Now that Aqua and Terra will begin drifting from their original orbits, VIIRS will extend the data records MODIS continued from the heritage sensors like the AVHRR and SeaWiFS.
“The MODIS instrument was meant as a research instrument that would be used to develop the next operational NOAA instrument,” said Wolfe. “The idea was NASA would build a research instrument, identify what you can do with it, and then NOAA would either build a similar instrument or then use that information to decide what the next-generation instrument would be. That instrument is VIIRS.”
Differences Large and Small
Although VIIRS and MODIS fulfill the same role and serve the same function, they have notable differences. VIIRS has fewer spectral bands—22 to MODIS’ 36, a more consistent spatial resolution throughout a scan, and offers finer overall resolution with 15 bands at 750 meters and seven bands at 375 meters. Just how significant these differences are depends on the capabilities required by each Earth science discipline.

[Region outline entries]
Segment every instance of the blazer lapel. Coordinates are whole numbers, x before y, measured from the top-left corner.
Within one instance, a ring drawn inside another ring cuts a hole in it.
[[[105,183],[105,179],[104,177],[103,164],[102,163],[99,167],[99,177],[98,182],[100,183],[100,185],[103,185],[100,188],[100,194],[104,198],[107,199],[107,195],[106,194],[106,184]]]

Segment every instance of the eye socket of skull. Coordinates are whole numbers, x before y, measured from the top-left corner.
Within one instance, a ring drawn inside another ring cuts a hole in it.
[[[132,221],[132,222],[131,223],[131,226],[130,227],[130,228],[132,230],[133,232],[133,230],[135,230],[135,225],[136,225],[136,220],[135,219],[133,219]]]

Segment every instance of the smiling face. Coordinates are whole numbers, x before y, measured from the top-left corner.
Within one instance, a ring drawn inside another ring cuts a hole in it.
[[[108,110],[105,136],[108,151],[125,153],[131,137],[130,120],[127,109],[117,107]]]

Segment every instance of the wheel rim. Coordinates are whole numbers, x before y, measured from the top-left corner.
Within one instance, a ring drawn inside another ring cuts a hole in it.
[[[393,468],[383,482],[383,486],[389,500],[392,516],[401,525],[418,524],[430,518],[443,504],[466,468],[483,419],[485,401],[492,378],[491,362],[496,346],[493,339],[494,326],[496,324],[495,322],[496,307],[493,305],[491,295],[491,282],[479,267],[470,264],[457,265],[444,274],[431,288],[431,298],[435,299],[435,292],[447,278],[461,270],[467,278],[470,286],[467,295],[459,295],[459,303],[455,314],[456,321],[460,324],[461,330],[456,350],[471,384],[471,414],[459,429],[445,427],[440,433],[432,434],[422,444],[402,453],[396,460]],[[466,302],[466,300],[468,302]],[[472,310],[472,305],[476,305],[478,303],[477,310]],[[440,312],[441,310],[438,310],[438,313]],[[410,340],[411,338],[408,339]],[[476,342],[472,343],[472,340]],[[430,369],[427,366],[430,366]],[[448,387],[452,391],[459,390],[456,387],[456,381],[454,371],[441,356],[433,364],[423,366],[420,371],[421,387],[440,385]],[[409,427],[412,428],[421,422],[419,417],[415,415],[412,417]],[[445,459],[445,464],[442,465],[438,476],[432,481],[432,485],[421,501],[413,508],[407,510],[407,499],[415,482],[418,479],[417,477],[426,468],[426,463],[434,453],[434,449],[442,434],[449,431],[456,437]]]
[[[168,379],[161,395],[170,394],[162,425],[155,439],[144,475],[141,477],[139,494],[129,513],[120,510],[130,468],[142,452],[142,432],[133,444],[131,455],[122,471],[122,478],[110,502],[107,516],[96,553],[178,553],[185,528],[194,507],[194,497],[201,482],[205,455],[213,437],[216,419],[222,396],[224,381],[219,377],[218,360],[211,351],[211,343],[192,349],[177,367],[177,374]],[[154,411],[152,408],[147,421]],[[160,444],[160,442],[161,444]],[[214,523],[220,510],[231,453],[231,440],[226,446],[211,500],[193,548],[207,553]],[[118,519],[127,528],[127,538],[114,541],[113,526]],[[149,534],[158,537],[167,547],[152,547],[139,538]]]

• [Given instruction] List every instrument or sensor named in the passage about VIIRS and MODIS. Do not include satellites.

• [Right answer] VIIRS, MODIS, AVHRR, SeaWiFS